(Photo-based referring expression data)
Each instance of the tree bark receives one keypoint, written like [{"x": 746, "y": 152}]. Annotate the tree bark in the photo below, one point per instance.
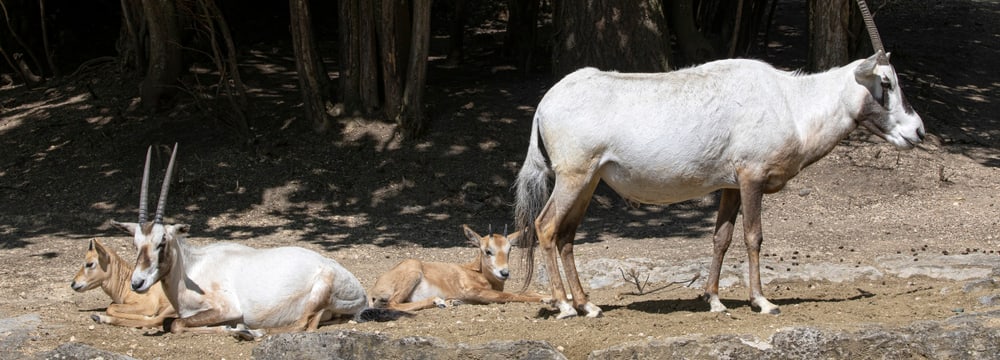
[
  {"x": 522, "y": 31},
  {"x": 829, "y": 44},
  {"x": 456, "y": 33},
  {"x": 412, "y": 119},
  {"x": 129, "y": 41},
  {"x": 313, "y": 80},
  {"x": 627, "y": 36},
  {"x": 389, "y": 48},
  {"x": 368, "y": 57},
  {"x": 349, "y": 91},
  {"x": 694, "y": 46},
  {"x": 164, "y": 65}
]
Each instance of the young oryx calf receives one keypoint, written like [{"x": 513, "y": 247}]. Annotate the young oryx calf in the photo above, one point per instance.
[
  {"x": 234, "y": 289},
  {"x": 102, "y": 267},
  {"x": 739, "y": 126},
  {"x": 415, "y": 285}
]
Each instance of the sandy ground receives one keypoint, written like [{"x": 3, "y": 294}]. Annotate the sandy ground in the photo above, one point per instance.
[{"x": 72, "y": 158}]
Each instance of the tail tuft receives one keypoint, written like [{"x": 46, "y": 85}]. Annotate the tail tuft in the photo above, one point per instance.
[
  {"x": 531, "y": 192},
  {"x": 381, "y": 315}
]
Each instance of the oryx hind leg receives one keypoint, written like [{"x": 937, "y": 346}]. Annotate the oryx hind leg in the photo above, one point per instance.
[
  {"x": 751, "y": 196},
  {"x": 556, "y": 227},
  {"x": 729, "y": 205}
]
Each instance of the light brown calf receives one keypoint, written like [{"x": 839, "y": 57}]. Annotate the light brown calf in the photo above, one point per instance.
[
  {"x": 415, "y": 285},
  {"x": 104, "y": 268}
]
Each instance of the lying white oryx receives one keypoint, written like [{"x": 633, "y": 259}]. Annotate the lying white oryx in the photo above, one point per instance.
[
  {"x": 736, "y": 125},
  {"x": 234, "y": 289},
  {"x": 103, "y": 267},
  {"x": 416, "y": 285}
]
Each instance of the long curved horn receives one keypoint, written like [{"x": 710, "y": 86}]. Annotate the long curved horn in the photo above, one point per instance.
[
  {"x": 161, "y": 206},
  {"x": 144, "y": 191},
  {"x": 870, "y": 24}
]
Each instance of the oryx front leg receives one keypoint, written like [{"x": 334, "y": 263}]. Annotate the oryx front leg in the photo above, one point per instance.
[
  {"x": 729, "y": 204},
  {"x": 200, "y": 324},
  {"x": 556, "y": 227},
  {"x": 752, "y": 196}
]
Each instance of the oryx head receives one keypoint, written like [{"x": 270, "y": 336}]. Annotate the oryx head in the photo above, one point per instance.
[
  {"x": 152, "y": 240},
  {"x": 494, "y": 251},
  {"x": 95, "y": 268},
  {"x": 885, "y": 110}
]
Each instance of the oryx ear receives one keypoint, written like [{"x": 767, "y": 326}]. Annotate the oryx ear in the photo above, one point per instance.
[
  {"x": 473, "y": 237},
  {"x": 129, "y": 228},
  {"x": 515, "y": 238},
  {"x": 179, "y": 228},
  {"x": 102, "y": 253},
  {"x": 865, "y": 72}
]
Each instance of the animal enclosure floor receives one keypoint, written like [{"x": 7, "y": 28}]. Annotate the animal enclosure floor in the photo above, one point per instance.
[{"x": 72, "y": 157}]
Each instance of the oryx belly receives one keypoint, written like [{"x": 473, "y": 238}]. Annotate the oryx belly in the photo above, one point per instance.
[{"x": 425, "y": 290}]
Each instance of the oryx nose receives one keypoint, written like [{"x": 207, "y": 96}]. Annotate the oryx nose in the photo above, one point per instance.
[{"x": 137, "y": 284}]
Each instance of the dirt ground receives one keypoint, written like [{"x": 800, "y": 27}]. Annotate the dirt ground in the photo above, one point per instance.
[{"x": 72, "y": 157}]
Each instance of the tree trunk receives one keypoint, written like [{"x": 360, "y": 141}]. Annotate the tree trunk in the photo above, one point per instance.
[
  {"x": 522, "y": 31},
  {"x": 456, "y": 32},
  {"x": 368, "y": 60},
  {"x": 828, "y": 38},
  {"x": 694, "y": 46},
  {"x": 164, "y": 67},
  {"x": 350, "y": 94},
  {"x": 130, "y": 39},
  {"x": 313, "y": 81},
  {"x": 393, "y": 15},
  {"x": 411, "y": 120},
  {"x": 627, "y": 36}
]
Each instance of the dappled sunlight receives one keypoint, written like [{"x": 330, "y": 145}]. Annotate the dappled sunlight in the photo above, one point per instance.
[{"x": 12, "y": 118}]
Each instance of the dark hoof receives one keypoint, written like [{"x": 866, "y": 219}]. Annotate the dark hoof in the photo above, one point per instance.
[{"x": 168, "y": 324}]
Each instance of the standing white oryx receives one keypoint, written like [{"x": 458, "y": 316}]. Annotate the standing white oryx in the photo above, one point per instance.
[
  {"x": 234, "y": 289},
  {"x": 739, "y": 126}
]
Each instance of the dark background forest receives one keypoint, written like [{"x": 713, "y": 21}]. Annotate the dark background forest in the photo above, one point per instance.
[
  {"x": 372, "y": 147},
  {"x": 369, "y": 58}
]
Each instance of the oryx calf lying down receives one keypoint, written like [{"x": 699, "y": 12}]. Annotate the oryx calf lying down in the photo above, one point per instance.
[
  {"x": 415, "y": 285},
  {"x": 739, "y": 126},
  {"x": 234, "y": 289},
  {"x": 103, "y": 267}
]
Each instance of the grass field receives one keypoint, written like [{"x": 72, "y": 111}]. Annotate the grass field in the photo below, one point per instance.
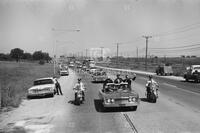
[{"x": 16, "y": 78}]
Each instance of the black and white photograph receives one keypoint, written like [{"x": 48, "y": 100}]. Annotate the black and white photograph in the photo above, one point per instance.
[{"x": 99, "y": 66}]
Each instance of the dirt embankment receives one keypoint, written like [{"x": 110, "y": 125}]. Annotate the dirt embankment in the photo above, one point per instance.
[{"x": 16, "y": 78}]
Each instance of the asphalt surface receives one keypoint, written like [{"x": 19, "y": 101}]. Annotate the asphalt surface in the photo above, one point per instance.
[{"x": 176, "y": 111}]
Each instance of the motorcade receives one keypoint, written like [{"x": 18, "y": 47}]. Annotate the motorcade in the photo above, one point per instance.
[
  {"x": 164, "y": 70},
  {"x": 92, "y": 70},
  {"x": 152, "y": 96},
  {"x": 118, "y": 95},
  {"x": 71, "y": 64},
  {"x": 42, "y": 87},
  {"x": 79, "y": 97},
  {"x": 192, "y": 73},
  {"x": 64, "y": 72},
  {"x": 99, "y": 76}
]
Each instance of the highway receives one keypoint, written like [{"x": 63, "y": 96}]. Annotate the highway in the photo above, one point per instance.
[{"x": 176, "y": 111}]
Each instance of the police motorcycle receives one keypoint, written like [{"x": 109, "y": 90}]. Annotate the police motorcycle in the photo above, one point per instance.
[
  {"x": 152, "y": 93},
  {"x": 79, "y": 96}
]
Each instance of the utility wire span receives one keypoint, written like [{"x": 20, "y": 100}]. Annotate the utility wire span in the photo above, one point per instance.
[
  {"x": 179, "y": 30},
  {"x": 175, "y": 48}
]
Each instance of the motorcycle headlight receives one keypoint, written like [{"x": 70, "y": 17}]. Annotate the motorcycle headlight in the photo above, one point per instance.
[
  {"x": 108, "y": 100},
  {"x": 112, "y": 100},
  {"x": 30, "y": 91}
]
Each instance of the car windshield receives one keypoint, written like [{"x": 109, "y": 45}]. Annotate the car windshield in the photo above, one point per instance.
[
  {"x": 116, "y": 88},
  {"x": 43, "y": 81},
  {"x": 196, "y": 68}
]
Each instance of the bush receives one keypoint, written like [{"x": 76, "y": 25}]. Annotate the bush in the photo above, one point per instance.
[{"x": 41, "y": 62}]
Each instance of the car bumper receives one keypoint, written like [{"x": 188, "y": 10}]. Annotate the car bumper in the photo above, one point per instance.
[
  {"x": 40, "y": 94},
  {"x": 99, "y": 79},
  {"x": 63, "y": 74},
  {"x": 131, "y": 104}
]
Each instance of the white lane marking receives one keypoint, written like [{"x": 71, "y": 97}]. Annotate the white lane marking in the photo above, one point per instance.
[
  {"x": 181, "y": 89},
  {"x": 169, "y": 85},
  {"x": 43, "y": 128},
  {"x": 143, "y": 78}
]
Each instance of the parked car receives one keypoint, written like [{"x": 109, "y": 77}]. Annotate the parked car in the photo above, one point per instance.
[
  {"x": 118, "y": 95},
  {"x": 64, "y": 72},
  {"x": 42, "y": 87},
  {"x": 164, "y": 70},
  {"x": 192, "y": 73}
]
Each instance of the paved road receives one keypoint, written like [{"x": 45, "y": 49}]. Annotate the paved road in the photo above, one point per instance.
[{"x": 173, "y": 113}]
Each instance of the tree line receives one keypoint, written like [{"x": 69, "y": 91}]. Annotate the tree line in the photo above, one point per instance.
[{"x": 18, "y": 54}]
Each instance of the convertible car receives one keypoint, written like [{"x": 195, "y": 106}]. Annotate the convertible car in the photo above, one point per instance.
[
  {"x": 42, "y": 87},
  {"x": 99, "y": 76},
  {"x": 118, "y": 95}
]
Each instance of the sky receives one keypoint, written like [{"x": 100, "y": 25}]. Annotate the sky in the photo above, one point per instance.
[{"x": 174, "y": 26}]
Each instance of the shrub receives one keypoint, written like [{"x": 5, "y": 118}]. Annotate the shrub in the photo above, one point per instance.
[{"x": 41, "y": 62}]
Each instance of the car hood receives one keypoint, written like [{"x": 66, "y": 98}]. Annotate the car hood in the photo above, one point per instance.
[
  {"x": 120, "y": 94},
  {"x": 40, "y": 87}
]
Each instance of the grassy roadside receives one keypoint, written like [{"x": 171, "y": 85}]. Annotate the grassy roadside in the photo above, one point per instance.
[{"x": 16, "y": 78}]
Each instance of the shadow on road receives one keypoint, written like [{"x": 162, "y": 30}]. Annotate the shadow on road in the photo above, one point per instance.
[
  {"x": 144, "y": 100},
  {"x": 73, "y": 102},
  {"x": 97, "y": 82},
  {"x": 99, "y": 108},
  {"x": 190, "y": 81},
  {"x": 38, "y": 97}
]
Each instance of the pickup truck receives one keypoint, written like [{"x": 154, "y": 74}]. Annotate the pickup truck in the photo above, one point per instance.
[{"x": 192, "y": 73}]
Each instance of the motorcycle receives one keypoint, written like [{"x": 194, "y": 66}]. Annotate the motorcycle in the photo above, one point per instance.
[
  {"x": 79, "y": 97},
  {"x": 152, "y": 95}
]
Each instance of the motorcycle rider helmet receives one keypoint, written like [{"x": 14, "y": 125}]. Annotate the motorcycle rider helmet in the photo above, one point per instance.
[
  {"x": 150, "y": 76},
  {"x": 118, "y": 74}
]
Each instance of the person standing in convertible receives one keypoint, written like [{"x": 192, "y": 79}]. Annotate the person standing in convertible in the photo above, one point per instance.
[{"x": 79, "y": 86}]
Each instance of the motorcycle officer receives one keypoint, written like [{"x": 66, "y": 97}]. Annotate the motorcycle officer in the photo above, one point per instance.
[
  {"x": 151, "y": 84},
  {"x": 79, "y": 86},
  {"x": 127, "y": 80},
  {"x": 118, "y": 80}
]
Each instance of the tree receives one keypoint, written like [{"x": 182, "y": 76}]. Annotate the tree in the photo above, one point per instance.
[
  {"x": 47, "y": 57},
  {"x": 27, "y": 56},
  {"x": 38, "y": 55},
  {"x": 16, "y": 53}
]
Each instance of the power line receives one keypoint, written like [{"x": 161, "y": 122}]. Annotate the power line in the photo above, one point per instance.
[
  {"x": 174, "y": 48},
  {"x": 180, "y": 29}
]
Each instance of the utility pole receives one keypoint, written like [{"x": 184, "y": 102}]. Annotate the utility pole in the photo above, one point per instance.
[
  {"x": 86, "y": 52},
  {"x": 137, "y": 53},
  {"x": 118, "y": 53},
  {"x": 102, "y": 52},
  {"x": 147, "y": 38}
]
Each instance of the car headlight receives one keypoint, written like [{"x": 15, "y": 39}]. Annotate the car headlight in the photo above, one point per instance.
[
  {"x": 132, "y": 99},
  {"x": 110, "y": 100},
  {"x": 30, "y": 91}
]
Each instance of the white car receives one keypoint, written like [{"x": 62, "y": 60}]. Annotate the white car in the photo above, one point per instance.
[
  {"x": 42, "y": 87},
  {"x": 64, "y": 72}
]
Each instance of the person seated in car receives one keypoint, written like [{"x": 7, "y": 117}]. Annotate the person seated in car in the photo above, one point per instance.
[{"x": 108, "y": 80}]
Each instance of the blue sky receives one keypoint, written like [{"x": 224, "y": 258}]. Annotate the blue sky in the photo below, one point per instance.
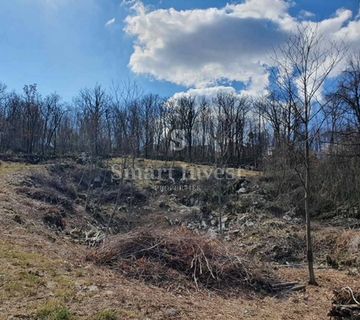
[{"x": 65, "y": 45}]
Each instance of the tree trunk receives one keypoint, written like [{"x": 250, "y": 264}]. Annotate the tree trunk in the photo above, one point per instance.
[{"x": 309, "y": 247}]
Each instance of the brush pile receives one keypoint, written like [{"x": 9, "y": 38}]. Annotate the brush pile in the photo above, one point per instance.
[
  {"x": 346, "y": 304},
  {"x": 183, "y": 260}
]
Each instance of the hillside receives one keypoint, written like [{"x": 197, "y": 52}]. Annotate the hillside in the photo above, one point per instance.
[{"x": 46, "y": 242}]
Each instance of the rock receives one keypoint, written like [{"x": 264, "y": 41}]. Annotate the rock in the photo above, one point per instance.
[
  {"x": 18, "y": 219},
  {"x": 172, "y": 312},
  {"x": 242, "y": 190},
  {"x": 93, "y": 288},
  {"x": 163, "y": 205}
]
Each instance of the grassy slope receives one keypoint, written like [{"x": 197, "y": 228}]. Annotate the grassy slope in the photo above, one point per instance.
[{"x": 44, "y": 276}]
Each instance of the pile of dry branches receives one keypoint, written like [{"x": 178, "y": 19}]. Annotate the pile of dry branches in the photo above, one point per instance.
[
  {"x": 180, "y": 259},
  {"x": 346, "y": 304}
]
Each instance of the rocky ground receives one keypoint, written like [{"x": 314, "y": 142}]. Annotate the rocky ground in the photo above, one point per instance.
[{"x": 53, "y": 216}]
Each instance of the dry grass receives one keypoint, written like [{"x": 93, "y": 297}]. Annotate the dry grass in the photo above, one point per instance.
[
  {"x": 7, "y": 168},
  {"x": 181, "y": 258}
]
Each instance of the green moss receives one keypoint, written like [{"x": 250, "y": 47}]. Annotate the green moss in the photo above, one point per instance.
[
  {"x": 53, "y": 310},
  {"x": 106, "y": 315}
]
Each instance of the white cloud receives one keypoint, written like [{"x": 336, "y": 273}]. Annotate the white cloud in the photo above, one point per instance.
[
  {"x": 110, "y": 22},
  {"x": 200, "y": 48}
]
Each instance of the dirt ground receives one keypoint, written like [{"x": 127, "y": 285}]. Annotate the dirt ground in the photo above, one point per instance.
[{"x": 42, "y": 269}]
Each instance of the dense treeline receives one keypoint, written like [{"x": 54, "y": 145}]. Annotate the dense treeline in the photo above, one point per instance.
[
  {"x": 123, "y": 122},
  {"x": 306, "y": 138},
  {"x": 228, "y": 128}
]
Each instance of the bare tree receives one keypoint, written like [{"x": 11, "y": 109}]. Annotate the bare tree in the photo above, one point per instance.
[{"x": 305, "y": 62}]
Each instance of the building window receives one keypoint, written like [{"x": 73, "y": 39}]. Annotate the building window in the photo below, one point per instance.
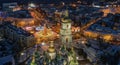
[{"x": 66, "y": 40}]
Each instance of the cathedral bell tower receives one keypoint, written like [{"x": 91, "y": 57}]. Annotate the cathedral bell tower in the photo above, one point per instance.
[{"x": 65, "y": 31}]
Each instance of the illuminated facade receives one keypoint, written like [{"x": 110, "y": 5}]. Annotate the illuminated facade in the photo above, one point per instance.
[{"x": 65, "y": 31}]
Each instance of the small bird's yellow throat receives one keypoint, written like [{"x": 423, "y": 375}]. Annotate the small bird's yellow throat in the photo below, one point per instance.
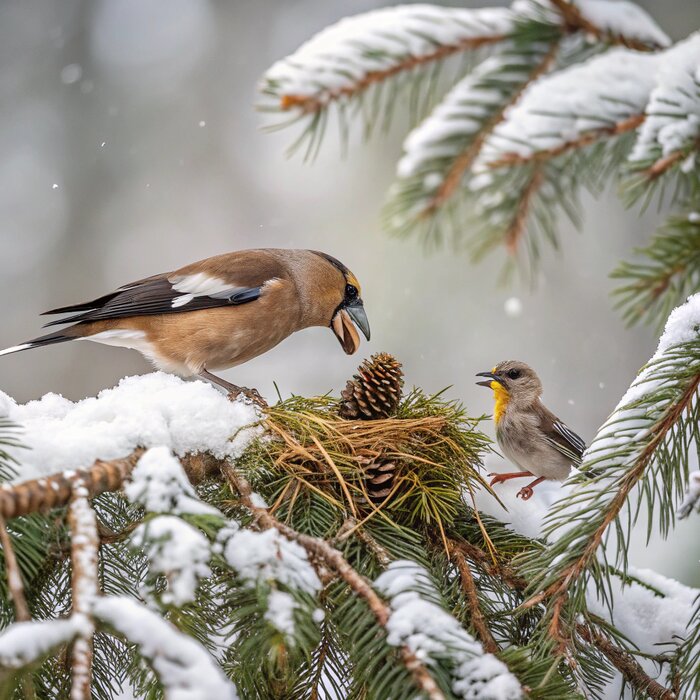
[{"x": 501, "y": 397}]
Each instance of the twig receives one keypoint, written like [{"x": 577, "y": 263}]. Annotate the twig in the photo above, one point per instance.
[
  {"x": 465, "y": 160},
  {"x": 55, "y": 491},
  {"x": 332, "y": 558},
  {"x": 314, "y": 103},
  {"x": 663, "y": 164},
  {"x": 574, "y": 21},
  {"x": 477, "y": 617},
  {"x": 84, "y": 544},
  {"x": 623, "y": 661},
  {"x": 509, "y": 160},
  {"x": 14, "y": 577},
  {"x": 631, "y": 670},
  {"x": 352, "y": 527},
  {"x": 557, "y": 592}
]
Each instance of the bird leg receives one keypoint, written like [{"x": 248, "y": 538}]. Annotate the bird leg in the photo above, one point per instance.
[
  {"x": 526, "y": 491},
  {"x": 500, "y": 478},
  {"x": 233, "y": 390}
]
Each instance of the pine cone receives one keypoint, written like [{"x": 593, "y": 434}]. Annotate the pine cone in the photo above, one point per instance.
[
  {"x": 379, "y": 477},
  {"x": 375, "y": 391}
]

* TASK DIRECTIONS: The answer must be the line containing "Each instance of the twig" and every line after it through the last line of the records above, repeated exactly.

* WRITTEN SOLUTION:
Each instance of the twig receives one keypoint, written like [{"x": 577, "y": 263}]. Annotate the twig in the photo above, one point per instance.
[
  {"x": 465, "y": 160},
  {"x": 55, "y": 491},
  {"x": 332, "y": 558},
  {"x": 314, "y": 103},
  {"x": 663, "y": 164},
  {"x": 574, "y": 21},
  {"x": 477, "y": 617},
  {"x": 84, "y": 544},
  {"x": 623, "y": 661},
  {"x": 509, "y": 160},
  {"x": 14, "y": 577},
  {"x": 631, "y": 670},
  {"x": 352, "y": 527},
  {"x": 557, "y": 592}
]
Each instance of the bird leg receives one keypoint, written like [{"x": 248, "y": 538}]. Annotate the bird leg in the photo above, one point per instance.
[
  {"x": 526, "y": 491},
  {"x": 500, "y": 478},
  {"x": 233, "y": 390}
]
Each instance of the pine cone receives one keypoint, written like [{"x": 593, "y": 434}]. Annotate the pine cone in the photo above, one point per instance.
[
  {"x": 379, "y": 477},
  {"x": 375, "y": 391}
]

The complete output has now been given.